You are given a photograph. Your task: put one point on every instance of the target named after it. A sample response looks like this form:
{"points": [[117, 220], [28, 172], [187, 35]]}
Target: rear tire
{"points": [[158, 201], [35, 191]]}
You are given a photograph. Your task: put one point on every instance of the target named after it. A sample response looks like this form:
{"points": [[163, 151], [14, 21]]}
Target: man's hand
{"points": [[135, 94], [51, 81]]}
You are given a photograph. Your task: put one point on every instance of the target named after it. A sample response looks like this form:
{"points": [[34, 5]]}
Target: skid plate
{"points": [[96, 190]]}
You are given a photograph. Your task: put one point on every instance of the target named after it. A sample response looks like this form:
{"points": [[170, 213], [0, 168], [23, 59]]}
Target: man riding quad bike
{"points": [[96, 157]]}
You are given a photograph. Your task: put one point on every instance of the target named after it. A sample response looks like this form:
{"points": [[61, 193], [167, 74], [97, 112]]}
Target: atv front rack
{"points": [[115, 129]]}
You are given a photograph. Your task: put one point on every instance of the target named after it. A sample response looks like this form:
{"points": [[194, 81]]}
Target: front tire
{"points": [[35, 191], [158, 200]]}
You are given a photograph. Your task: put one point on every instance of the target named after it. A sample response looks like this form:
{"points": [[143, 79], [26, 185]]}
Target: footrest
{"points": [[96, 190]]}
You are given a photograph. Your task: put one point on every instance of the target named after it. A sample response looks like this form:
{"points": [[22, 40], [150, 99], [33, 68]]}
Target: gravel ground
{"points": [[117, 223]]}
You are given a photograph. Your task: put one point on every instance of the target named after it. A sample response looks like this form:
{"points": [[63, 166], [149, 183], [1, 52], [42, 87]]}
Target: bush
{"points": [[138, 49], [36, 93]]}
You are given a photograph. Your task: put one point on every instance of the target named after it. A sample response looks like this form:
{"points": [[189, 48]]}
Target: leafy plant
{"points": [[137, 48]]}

Task statement: Copy out the whole listing exactly; please set it all down.

Solution below:
You are given a photograph. Your task: put one point on every instance of the target named after it. A sample response looks like this form:
{"points": [[117, 220], [28, 172], [187, 35]]}
Target: rear tire
{"points": [[158, 201], [35, 191]]}
You are given a photograph. Your task: put one point on every instance of the target named after it. A sample response looks like this form:
{"points": [[163, 151], [14, 21]]}
Target: man's hand
{"points": [[135, 94], [51, 81]]}
You are given a photograph. Your task: put one point on every instance of the target named after it. A sample response looks like this form:
{"points": [[34, 5]]}
Target: skid plate
{"points": [[96, 190]]}
You are given a photograph. Your task: put one point on every instance of the target named after it. A sample response looks like this form:
{"points": [[170, 213], [0, 168], [23, 59]]}
Target: man riding quad bike
{"points": [[96, 157]]}
You are given a photograph. Your task: put one point on every instance of the target named after it. A sample response looks like this form:
{"points": [[61, 193], [167, 74], [97, 112]]}
Target: atv front rack
{"points": [[115, 129]]}
You are given a photograph. Your task: put one point on every instance of the target named after it. A sample response looks like this form:
{"points": [[194, 81]]}
Target: front tire
{"points": [[35, 191], [158, 200]]}
You are given a photograph. Your task: put one point on every instance of the target named after it. A sample response looks like this form:
{"points": [[143, 79], [26, 185]]}
Target: footrest
{"points": [[96, 190]]}
You are given a photograph. Your task: put one point on every instance of the target named after it. A sample response looks like this form:
{"points": [[22, 40], [150, 99], [33, 68]]}
Target: gravel ground
{"points": [[117, 223]]}
You are given a photograph. Your task: put one point on every instance of the target named after it. A sample response looks like this form:
{"points": [[63, 166], [149, 183], [1, 52], [42, 87]]}
Target: bush
{"points": [[138, 49], [36, 93]]}
You are given a photograph. Your task: put one point on every instance of the target named after it. A sample response looks like this form:
{"points": [[189, 48]]}
Target: leafy plant
{"points": [[137, 48]]}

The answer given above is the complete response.